**** Record extracts ****
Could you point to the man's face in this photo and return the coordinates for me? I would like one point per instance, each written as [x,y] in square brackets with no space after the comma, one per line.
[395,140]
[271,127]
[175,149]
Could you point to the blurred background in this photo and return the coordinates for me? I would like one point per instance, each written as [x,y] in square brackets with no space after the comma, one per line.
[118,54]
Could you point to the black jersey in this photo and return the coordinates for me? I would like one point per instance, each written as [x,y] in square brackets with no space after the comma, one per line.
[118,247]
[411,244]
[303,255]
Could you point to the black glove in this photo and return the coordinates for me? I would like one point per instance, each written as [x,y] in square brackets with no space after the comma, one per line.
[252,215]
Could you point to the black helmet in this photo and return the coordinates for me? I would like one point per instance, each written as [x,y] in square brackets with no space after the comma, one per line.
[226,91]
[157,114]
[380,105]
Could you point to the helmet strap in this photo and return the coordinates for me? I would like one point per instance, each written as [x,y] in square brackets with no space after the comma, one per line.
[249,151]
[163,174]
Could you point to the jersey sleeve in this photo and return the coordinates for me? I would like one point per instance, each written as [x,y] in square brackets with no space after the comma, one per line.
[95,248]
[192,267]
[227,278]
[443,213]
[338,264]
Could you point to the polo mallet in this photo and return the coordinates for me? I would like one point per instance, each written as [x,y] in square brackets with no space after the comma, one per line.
****
### Description of the task:
Could you swap "black" for "dark" everywhere in the data above and return all the lines with nothing else changed?

### Exercise response:
Could you point to the man's face in this photo and return the coordinates for me? I would like one point per instance, each written as [x,y] in square brackets with no space after the comma, one per line.
[395,140]
[271,127]
[175,149]
Could you point to the blurred background in this photo and return the coordinates for me? I would like one point per instance, each written as [x,y] in square brackets with no space after the comma, one per line.
[118,54]
Could you point to the dark jersey in this photo and return the coordinates for me? I would like one point per instance, each written as [x,y] in square brackets with no space after the comma, one per line.
[118,247]
[411,244]
[303,255]
Could you point to the dark glove in this photo and return the coordinates for me? I would like one point per instance, each written as [x,y] in square brackets with no space after the comma, one per line.
[252,215]
Could you point to the dark helmet in this photo and return the coordinates for me? I would like one point per instance, each written as [x,y] in square brackets with no space after the comma, one per line.
[226,91]
[157,114]
[380,105]
Could you point to the helmet strap in this photo and return the coordinates for me? I would like one point per instance, each written as [x,y] in square brackets with no space after the comma, one per line.
[249,151]
[163,174]
Could you point to the jersey sleeve in this photo and return the coordinates for me? I would like one point per instance, each written as [x,y] in square brackets with no space after the comma, one per line.
[95,248]
[192,267]
[227,278]
[443,213]
[338,264]
Could you point to the polo mallet in this photo and return the coordinates for me? I would like one point per instance, each written as [x,y] in square brackets with no space after the comma, one per line.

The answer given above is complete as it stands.